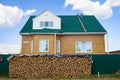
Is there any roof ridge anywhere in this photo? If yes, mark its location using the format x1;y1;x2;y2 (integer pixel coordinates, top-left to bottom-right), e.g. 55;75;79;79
77;15;87;32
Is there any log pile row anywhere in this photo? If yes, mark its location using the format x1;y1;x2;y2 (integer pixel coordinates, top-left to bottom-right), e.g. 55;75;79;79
9;56;91;78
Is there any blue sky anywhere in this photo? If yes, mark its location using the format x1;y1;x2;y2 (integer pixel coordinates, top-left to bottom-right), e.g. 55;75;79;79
0;0;120;53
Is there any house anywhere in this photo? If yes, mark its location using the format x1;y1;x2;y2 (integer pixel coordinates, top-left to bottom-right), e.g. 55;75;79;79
20;10;106;54
107;50;120;54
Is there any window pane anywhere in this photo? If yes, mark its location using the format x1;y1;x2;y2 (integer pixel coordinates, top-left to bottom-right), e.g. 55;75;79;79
81;42;86;52
45;21;49;27
76;41;92;52
76;42;81;52
40;21;44;27
56;40;60;52
39;40;48;52
50;21;53;27
86;42;92;52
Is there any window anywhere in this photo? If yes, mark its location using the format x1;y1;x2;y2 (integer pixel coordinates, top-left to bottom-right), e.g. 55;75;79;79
40;21;53;27
40;21;44;27
56;40;60;52
76;41;92;52
39;40;49;52
50;21;53;27
44;21;49;27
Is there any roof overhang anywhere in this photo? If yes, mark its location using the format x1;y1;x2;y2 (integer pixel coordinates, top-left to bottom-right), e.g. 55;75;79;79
20;32;107;35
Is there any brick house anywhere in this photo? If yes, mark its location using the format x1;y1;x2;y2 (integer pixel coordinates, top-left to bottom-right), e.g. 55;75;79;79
20;10;106;54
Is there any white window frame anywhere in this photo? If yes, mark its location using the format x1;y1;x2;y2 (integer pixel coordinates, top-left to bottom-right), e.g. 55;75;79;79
31;40;33;53
40;21;54;28
56;40;60;52
75;41;92;53
39;39;49;52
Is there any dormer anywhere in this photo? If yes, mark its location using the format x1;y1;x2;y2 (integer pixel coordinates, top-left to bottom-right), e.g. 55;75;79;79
33;10;61;29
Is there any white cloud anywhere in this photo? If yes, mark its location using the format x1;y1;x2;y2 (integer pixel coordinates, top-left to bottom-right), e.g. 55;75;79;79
65;0;120;19
0;3;36;28
0;44;21;54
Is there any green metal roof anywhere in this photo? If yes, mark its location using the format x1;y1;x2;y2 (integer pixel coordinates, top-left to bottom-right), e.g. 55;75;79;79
20;15;106;34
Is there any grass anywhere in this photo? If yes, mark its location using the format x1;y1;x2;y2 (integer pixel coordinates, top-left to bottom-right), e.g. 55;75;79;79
0;73;120;80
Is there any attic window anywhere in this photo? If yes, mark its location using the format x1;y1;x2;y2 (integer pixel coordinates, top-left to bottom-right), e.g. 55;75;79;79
40;21;53;27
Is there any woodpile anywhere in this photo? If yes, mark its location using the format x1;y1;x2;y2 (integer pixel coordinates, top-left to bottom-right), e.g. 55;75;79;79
9;55;91;78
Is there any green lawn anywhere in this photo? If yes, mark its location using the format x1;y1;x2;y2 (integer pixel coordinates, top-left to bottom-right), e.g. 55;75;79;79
0;73;120;80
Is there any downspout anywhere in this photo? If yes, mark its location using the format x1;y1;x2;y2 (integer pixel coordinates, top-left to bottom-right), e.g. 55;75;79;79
54;33;56;54
106;33;109;54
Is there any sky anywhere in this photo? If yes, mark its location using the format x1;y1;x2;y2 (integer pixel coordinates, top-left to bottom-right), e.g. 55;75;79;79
0;0;120;53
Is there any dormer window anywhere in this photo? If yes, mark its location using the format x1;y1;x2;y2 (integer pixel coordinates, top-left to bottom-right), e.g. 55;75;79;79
40;21;53;27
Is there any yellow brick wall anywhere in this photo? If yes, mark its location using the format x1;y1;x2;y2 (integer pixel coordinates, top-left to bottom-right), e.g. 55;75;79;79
22;34;105;54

**Aim**
Rewrite the listing above with each occurrence of "photo" swapped for "image" and everything else unchanged. Leave the pictures out of your output.

**Task solution**
Is there any roof ridge anywhere in this image? If yes, mark its location using the format x1;y1;x2;y2 (integer pixel coordinates, top-left to bottom-right), e.g. 55;75;79;79
77;15;87;32
Is there any log pile row anywhere in this image? If yes, mark its location using the format x1;y1;x2;y2 (integer pixel coordinates, top-left to bottom-right), e.g. 55;75;79;79
9;56;91;78
Is there any blue sky anywhere in this image? If yes, mark its location using the format x1;y1;x2;y2 (integer pixel coordinates, top-left to bottom-right), e.g. 55;75;79;79
0;0;120;53
Is there any house anywhere in this image? If yes, mark its location using the format x1;y1;x2;y2 (integer pixel coordinates, top-left to bottom-right), e.g. 55;75;79;79
20;10;106;54
107;50;120;54
Is there any window pane anywhere in this image? If yes, mark its location using the format x1;y1;x2;y2 (integer pixel coordinates, top-left to bottom-right), e.g. 55;75;79;79
81;42;86;52
45;21;49;27
76;41;92;52
76;42;81;52
40;21;44;27
56;40;60;52
39;40;48;52
50;21;53;27
86;42;92;52
Is there any window anywhere in this image? If yes, mark its location using the format x1;y1;x2;y2 (integer pixel coordinates, top-left to bottom-right), e.g. 55;75;79;79
40;21;53;27
40;21;44;27
56;40;60;52
76;41;92;52
39;40;49;52
50;21;53;27
44;21;49;27
Is there any roof overhang anywhere in this image? If yes, mark its location using the format x1;y1;x2;y2 (integer pixel coordinates, top-left to bottom-right), e.g. 55;75;79;79
20;32;107;35
Is there any brick house anywhere in this image? If yes, mark its location using the format x1;y1;x2;y2 (integer pixel coordinates, top-left to bottom-right), e.g. 55;75;79;79
20;10;106;54
Is there any white window frame anywhere in this image? If yes, mark its location using the format x1;y1;x2;y2 (integer pixel coordinates, top-left to bottom-right), e.g. 55;75;79;79
31;40;33;53
40;21;54;28
56;40;60;52
75;41;92;53
39;39;49;52
Is there any dormer anywhere in this image? If yes, mark its location using the format x1;y1;x2;y2 (integer pixel coordinates, top-left to bottom-right), e.g. 55;75;79;79
33;10;61;29
Is there any white cloud anywhere in this image? If yes, mark its location using the format x1;y1;x2;y2 (integer pixel coordinates, top-left to bottom-right), e.g. 55;75;79;79
65;0;120;19
0;3;36;28
0;44;21;54
Is there any green metal roof anywhere in this image? If yes, mark its location using the format x1;y1;x2;y2 (integer pixel coordinates, top-left to bottom-right), e.g. 55;75;79;79
20;15;106;34
Is there any grass anywhere in this image? If yes, mark its location using the format x1;y1;x2;y2 (integer pixel coordinates, top-left to bottom-right), e.g. 55;75;79;79
0;73;120;80
Is there any attic window anywhere in this image? If yes, mark its location using the format x1;y1;x2;y2 (integer pixel coordinates, top-left to bottom-right), e.g. 55;75;79;79
40;21;53;27
Is there any woodpile anywhere in this image? If yes, mark its location using the format x1;y1;x2;y2 (integer pixel coordinates, top-left to bottom-right), e.g. 55;75;79;79
9;55;91;78
Is there any green lawn anywhere in this image? If yes, mark its location using the format x1;y1;x2;y2 (integer pixel coordinates, top-left to bottom-right), e.g. 55;75;79;79
0;73;120;80
Is there any downspout anywhere in this image? If yes, mark its location using the format x1;y1;x2;y2 (integer pixel coordinates, top-left to bottom-right), e.g. 55;75;79;79
54;33;56;54
106;33;109;54
Is there any sky anywhere in this image? If yes, mark its location using the format x1;y1;x2;y2 (integer pixel coordinates, top-left to bottom-right), e.g. 55;75;79;79
0;0;120;53
Is there any dormer window anywhere in this image? If yes, mark its location using the format x1;y1;x2;y2 (integer pixel coordinates, top-left to bottom-right), e.g. 55;75;79;79
40;21;53;27
Is there any yellow brick wall anywhere in this image? If yes, mark its location using the format x1;y1;x2;y2 (integer pixel coordinates, top-left to bottom-right), e.g. 55;75;79;79
22;34;105;54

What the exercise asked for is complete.